### [Region outline entries]
⟨
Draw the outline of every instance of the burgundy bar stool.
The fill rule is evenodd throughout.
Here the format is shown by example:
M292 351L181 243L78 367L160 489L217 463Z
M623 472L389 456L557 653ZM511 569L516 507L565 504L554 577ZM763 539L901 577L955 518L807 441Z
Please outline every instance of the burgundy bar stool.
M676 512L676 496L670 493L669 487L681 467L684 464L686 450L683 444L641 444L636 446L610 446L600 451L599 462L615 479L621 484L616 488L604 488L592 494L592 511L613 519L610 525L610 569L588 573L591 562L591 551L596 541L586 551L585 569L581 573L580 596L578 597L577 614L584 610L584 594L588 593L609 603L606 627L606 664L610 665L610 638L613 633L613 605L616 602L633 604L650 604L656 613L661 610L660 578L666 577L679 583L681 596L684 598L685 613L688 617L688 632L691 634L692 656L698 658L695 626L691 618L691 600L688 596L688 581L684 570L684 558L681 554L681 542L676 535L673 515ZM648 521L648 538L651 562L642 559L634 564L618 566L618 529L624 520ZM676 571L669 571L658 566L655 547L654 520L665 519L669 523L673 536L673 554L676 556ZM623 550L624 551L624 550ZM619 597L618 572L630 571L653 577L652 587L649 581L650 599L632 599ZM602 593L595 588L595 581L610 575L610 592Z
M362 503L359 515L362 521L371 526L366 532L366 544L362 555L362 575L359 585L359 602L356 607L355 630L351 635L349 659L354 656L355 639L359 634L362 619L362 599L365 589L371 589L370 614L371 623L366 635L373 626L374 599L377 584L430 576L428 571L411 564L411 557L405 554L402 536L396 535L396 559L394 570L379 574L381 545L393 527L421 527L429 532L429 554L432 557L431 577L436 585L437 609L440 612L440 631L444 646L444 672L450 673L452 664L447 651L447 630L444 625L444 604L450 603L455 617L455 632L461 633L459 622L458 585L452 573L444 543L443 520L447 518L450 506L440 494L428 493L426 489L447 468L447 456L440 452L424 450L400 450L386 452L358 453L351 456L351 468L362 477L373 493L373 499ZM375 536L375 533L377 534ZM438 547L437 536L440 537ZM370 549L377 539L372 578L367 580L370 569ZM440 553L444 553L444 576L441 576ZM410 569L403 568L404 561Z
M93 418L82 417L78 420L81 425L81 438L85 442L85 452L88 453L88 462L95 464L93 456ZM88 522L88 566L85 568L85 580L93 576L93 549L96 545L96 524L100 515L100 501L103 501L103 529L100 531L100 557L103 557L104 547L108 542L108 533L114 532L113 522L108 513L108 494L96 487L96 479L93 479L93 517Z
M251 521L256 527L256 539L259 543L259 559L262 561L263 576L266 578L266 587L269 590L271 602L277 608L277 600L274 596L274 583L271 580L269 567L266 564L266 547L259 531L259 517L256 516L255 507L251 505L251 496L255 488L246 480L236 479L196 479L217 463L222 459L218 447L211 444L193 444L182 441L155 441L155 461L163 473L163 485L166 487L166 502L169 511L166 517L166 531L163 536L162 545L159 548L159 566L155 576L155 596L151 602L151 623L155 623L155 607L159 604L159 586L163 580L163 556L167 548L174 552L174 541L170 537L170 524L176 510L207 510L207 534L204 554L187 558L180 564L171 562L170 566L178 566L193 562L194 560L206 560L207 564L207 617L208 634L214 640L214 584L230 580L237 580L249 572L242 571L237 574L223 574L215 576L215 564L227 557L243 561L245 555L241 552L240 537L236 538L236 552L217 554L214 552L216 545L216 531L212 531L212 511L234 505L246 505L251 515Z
⟩
### [EXERCISE REQUIREMENTS]
Extract the listing in its entirety, matching it exactly.

### [WRITTEN ANSWER]
Draw the outline of every instance of the burgundy bar stool.
The fill rule is evenodd throughout.
Here the format is shown by example:
M292 351L181 243L78 367L160 489L217 463Z
M623 472L389 456L557 653ZM511 569L516 507L565 504L554 577ZM763 539L901 577L955 518L807 441Z
Please outline every instance of the burgundy bar stool.
M676 512L676 496L670 493L669 487L681 467L684 464L686 450L683 444L641 444L636 446L610 446L600 451L599 462L615 479L621 484L616 488L604 488L592 494L592 511L613 519L610 525L610 569L588 573L591 562L591 551L596 541L586 551L585 569L581 573L580 596L578 597L577 614L584 610L584 594L588 593L609 603L606 627L606 664L610 665L610 638L613 633L613 605L616 602L633 604L650 604L656 613L661 610L660 578L666 577L679 583L681 596L684 598L685 613L688 617L688 632L691 634L692 656L698 658L695 626L691 618L691 600L688 596L688 581L684 570L684 558L681 554L681 542L676 535L673 515ZM648 521L648 538L651 562L642 559L634 564L618 566L618 529L624 520ZM676 571L669 571L658 566L655 547L654 520L665 519L669 523L673 536L673 554L676 556ZM623 550L624 551L624 550ZM619 597L618 572L630 571L653 577L652 587L649 581L650 599L632 599ZM602 593L595 588L595 581L610 575L610 592Z
M362 503L359 515L362 521L371 526L366 532L366 544L362 555L362 575L359 585L359 602L356 607L355 630L351 635L349 659L354 656L355 639L359 634L362 619L362 599L365 589L371 589L370 614L371 623L366 635L373 626L374 599L377 584L430 576L428 571L411 564L411 557L405 554L402 536L396 535L396 559L394 570L379 574L381 545L393 527L421 527L429 532L429 554L432 557L431 577L436 585L437 609L440 612L440 631L444 646L444 672L450 673L452 664L447 651L447 630L444 625L444 604L450 603L455 617L455 632L461 633L459 622L458 585L452 573L444 543L443 520L447 518L450 506L440 494L428 493L426 489L447 468L447 456L440 452L424 450L400 450L386 452L358 453L351 456L351 468L362 477L373 493L373 499ZM375 536L375 533L377 534ZM438 547L437 536L440 537ZM370 549L377 539L372 578L367 580L370 569ZM440 553L444 553L444 576L441 576ZM410 569L403 568L404 561Z
M93 418L82 417L78 420L81 425L81 438L85 442L85 452L88 453L88 462L95 464L93 456ZM88 522L88 566L85 568L85 580L93 576L93 549L96 545L96 524L100 515L100 501L103 501L103 529L100 531L100 557L103 557L104 547L108 542L108 533L114 532L113 522L108 513L108 494L96 487L96 479L93 479L93 517Z
M251 521L256 527L256 539L259 543L259 559L262 561L263 576L266 578L266 587L269 590L271 602L277 608L277 600L274 596L274 583L271 580L269 567L266 564L266 547L259 531L259 517L256 516L255 507L251 505L251 496L255 488L246 480L236 479L196 479L217 463L222 459L218 447L211 444L193 444L182 441L155 441L155 461L163 473L163 485L166 487L166 502L169 511L166 517L166 531L163 536L162 545L159 548L159 566L155 576L155 596L151 602L151 623L155 623L155 607L159 604L159 586L163 580L163 556L167 548L174 552L174 541L170 537L170 524L176 510L207 510L207 534L204 554L187 558L180 564L171 562L170 566L178 566L193 562L194 560L206 560L207 564L207 617L208 634L214 640L214 584L230 580L237 580L249 572L242 571L237 574L223 574L215 576L215 564L227 557L243 561L245 555L241 552L240 537L236 538L236 552L217 554L214 552L216 545L216 531L212 531L212 511L234 505L246 505L251 515Z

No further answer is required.